By Used with permission from the Lowell Sun Online.
By MICHAEL LAFLEUR
LOWELL Jack Kerouac's sports credentials are well-documented.
As a boy from Lowell's Pawtucketville neighborhood, the acclaimed author grew up playing sandlot baseball and even devised his own baseball card game.
He later starred on Lowell High School's track and football teams before earning honors as a baseball player for an exclusive New York prep school. Kerouac also spent a brief stint on Columbia University's football team before beginning the rambling period that served as the basis for On the Road, one of the seminal works of the beat generation.
He even spent the winter of 1942 as a sports writer at The Sun.
Those events in his life already have been chronicled in literature, art, music and film.
Now, Kerouac's athletic credentials will be commemorated in an entirely new genre: the bobblehead doll.
The Lowell Spinners, in conjunction with the UMass Lowell English department, are declaring Thursday, Aug. 21, Jack Kerouac Night at LeLacheur Park. The first 1,000 fans through the gates will receive a Kerouac bobblehead doll.
"What better than a Jack Kerouac bobblehead?" said Spinners public-relations director Jon Goode. "Not everyone gets the bobblehead made of them. It's quite the honor."

• _RECORDED INFORMATION_

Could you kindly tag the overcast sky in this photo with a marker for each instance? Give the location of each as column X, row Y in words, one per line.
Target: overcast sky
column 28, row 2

• _PROBLEM DETAILS_
Reproduce the passage of the Kerouac bobblehead article that opens with "By MICHAEL LAFLEUR" and closes with "music and film.", substituting "swimming" for "track".

• _THE ANSWER_
By MICHAEL LAFLEUR
LOWELL Jack Kerouac's sports credentials are well-documented.
As a boy from Lowell's Pawtucketville neighborhood, the acclaimed author grew up playing sandlot baseball and even devised his own baseball card game.
He later starred on Lowell High School's swimming and football teams before earning honors as a baseball player for an exclusive New York prep school. Kerouac also spent a brief stint on Columbia University's football team before beginning the rambling period that served as the basis for On the Road, one of the seminal works of the beat generation.
He even spent the winter of 1942 as a sports writer at The Sun.
Those events in his life already have been chronicled in literature, art, music and film.